[位置の指定とラベル付けの記録]
*****

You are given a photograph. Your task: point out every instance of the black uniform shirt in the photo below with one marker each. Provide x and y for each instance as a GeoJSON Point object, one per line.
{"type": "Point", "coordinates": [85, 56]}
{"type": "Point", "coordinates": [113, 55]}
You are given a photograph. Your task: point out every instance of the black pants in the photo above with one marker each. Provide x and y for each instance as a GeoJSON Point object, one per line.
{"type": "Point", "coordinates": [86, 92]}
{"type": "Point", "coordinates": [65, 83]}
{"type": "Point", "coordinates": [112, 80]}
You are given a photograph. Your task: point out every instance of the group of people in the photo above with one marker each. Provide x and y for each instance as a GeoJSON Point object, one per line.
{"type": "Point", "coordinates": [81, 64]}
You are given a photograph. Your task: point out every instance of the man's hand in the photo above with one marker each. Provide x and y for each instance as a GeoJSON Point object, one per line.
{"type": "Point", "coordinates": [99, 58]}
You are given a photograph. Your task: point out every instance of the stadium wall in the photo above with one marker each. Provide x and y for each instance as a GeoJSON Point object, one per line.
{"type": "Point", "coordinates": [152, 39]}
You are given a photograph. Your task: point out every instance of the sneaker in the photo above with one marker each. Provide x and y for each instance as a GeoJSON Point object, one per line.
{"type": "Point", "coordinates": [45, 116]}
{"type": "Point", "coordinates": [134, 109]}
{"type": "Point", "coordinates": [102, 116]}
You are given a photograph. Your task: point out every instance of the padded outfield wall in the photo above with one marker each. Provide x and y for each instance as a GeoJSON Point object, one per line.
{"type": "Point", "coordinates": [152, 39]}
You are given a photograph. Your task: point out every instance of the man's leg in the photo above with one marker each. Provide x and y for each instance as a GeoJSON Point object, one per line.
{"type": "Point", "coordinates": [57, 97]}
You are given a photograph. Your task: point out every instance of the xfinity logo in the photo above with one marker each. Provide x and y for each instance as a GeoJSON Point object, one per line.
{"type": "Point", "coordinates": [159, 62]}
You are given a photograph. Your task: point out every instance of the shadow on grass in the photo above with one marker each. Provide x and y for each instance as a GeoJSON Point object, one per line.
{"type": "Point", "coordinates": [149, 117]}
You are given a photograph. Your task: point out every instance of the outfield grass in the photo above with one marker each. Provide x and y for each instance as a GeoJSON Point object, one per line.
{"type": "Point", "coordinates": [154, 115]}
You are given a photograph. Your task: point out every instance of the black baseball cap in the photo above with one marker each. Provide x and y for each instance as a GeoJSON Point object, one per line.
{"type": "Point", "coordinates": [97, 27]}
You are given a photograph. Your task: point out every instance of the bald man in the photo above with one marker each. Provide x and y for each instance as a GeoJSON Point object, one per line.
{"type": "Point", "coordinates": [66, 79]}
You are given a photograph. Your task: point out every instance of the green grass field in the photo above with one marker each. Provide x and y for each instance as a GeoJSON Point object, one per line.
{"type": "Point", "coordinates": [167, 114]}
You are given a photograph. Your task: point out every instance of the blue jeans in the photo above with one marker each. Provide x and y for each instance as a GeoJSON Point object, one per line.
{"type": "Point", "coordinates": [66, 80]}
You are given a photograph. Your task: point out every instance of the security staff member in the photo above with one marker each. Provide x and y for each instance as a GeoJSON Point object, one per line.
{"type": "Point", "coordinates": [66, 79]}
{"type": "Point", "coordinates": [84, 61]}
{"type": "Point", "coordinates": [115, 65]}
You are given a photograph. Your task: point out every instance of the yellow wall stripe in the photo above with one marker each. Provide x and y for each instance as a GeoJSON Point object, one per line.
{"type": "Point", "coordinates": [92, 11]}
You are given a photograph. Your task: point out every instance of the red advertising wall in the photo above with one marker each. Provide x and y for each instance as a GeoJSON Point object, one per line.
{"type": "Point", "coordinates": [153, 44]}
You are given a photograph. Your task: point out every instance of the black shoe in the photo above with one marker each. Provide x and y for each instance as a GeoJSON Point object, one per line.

*****

=== 問題 ===
上の行を、空行を除いてすべて Markdown の表に書き直してください。列は「番号」と「内容」の二つにし、「番号」には1からの通し番号、「内容」には各行の文をそのまま入れてください。

=== 回答 ===
| 番号 | 内容 |
|---|---|
| 1 | You are given a photograph. Your task: point out every instance of the black uniform shirt in the photo below with one marker each. Provide x and y for each instance as a GeoJSON Point object, one per line. |
| 2 | {"type": "Point", "coordinates": [85, 56]} |
| 3 | {"type": "Point", "coordinates": [113, 55]} |
| 4 | You are given a photograph. Your task: point out every instance of the black pants in the photo above with one marker each. Provide x and y for each instance as a GeoJSON Point object, one per line. |
| 5 | {"type": "Point", "coordinates": [86, 92]} |
| 6 | {"type": "Point", "coordinates": [65, 83]} |
| 7 | {"type": "Point", "coordinates": [112, 80]} |
| 8 | You are given a photograph. Your task: point out every instance of the group of people in the photo above with one marker each. Provide x and y for each instance as a GeoJSON Point object, one per line. |
| 9 | {"type": "Point", "coordinates": [81, 64]} |
| 10 | You are given a photograph. Your task: point out every instance of the man's hand in the photo above with one marker each. Provide x and y for each instance as a GeoJSON Point object, one per line. |
| 11 | {"type": "Point", "coordinates": [99, 58]} |
| 12 | You are given a photograph. Your task: point out every instance of the stadium wall in the photo above with one marker each. Provide x and y for each instance as a GeoJSON Point object, one per line. |
| 13 | {"type": "Point", "coordinates": [152, 39]} |
| 14 | You are given a photograph. Your task: point out every instance of the sneaker in the photo above with one marker each. Provide x and y for each instance as a GeoJSON Point object, one per line. |
| 15 | {"type": "Point", "coordinates": [45, 116]} |
| 16 | {"type": "Point", "coordinates": [134, 109]} |
| 17 | {"type": "Point", "coordinates": [102, 116]} |
| 18 | You are given a photograph. Your task: point out every instance of the padded outfield wall in the photo above with one marker each. Provide x and y for each instance as a GeoJSON Point object, one per line. |
| 19 | {"type": "Point", "coordinates": [152, 39]} |
| 20 | You are given a photograph. Your task: point out every instance of the man's leg in the photo above with one marker each. Provide x and y for each instance as a GeoJSON Point object, one per line. |
| 21 | {"type": "Point", "coordinates": [57, 97]} |
| 22 | You are given a photograph. Your task: point out every instance of the xfinity logo in the photo above with one marker each. Provide x and y for each instance as a GeoJSON Point object, one per line. |
| 23 | {"type": "Point", "coordinates": [159, 62]} |
| 24 | You are given a photograph. Your task: point out every instance of the shadow on grass in the photo above with one marker each. Provide x and y for each instance as a GeoJSON Point object, one per line. |
| 25 | {"type": "Point", "coordinates": [149, 117]} |
| 26 | You are given a photograph. Your task: point out every instance of the outfield grass in the photo above with one marker each. Provide x and y for each instance as a GeoJSON Point object, one per line. |
| 27 | {"type": "Point", "coordinates": [154, 115]} |
| 28 | You are given a photograph. Your task: point out every instance of the black baseball cap in the photo above with one marker each. Provide x and y for each instance as a GeoJSON Point object, one per line. |
| 29 | {"type": "Point", "coordinates": [97, 27]} |
| 30 | You are given a photograph. Your task: point out every instance of the bald man in the photo above with one marker each. Provide x and y for each instance as a GeoJSON Point object, one per line. |
| 31 | {"type": "Point", "coordinates": [66, 79]} |
| 32 | You are given a photograph. Your task: point out every instance of the green grass field in the photo above with one marker each. Provide x and y for each instance as a GeoJSON Point object, one per line. |
| 33 | {"type": "Point", "coordinates": [167, 114]} |
| 34 | You are given a photograph. Your task: point out every instance of the blue jeans in the photo above with one marker each. Provide x and y for each instance as a GeoJSON Point object, one per line. |
| 35 | {"type": "Point", "coordinates": [66, 80]} |
| 36 | You are given a photograph. Your task: point out every instance of the security staff member in the photo above with one marker each. Provide x and y for each instance as a GeoJSON Point object, one per line. |
| 37 | {"type": "Point", "coordinates": [66, 79]} |
| 38 | {"type": "Point", "coordinates": [84, 61]} |
| 39 | {"type": "Point", "coordinates": [115, 65]} |
| 40 | You are given a photograph. Your task: point out every instance of the yellow wall stripe in the photo above with one marker each. Provide x and y for each instance as a GeoJSON Point object, one per line. |
| 41 | {"type": "Point", "coordinates": [92, 11]} |
| 42 | You are given a photograph. Your task: point out every instance of the red advertising wall in the photo above with one marker each. Provide x and y for each instance as a GeoJSON Point object, one per line. |
| 43 | {"type": "Point", "coordinates": [153, 44]} |
| 44 | You are given a photograph. Your task: point out every instance of the black shoe in the photo above with one marker each. Provide x and y for each instance as a GeoJSON Point object, one per line. |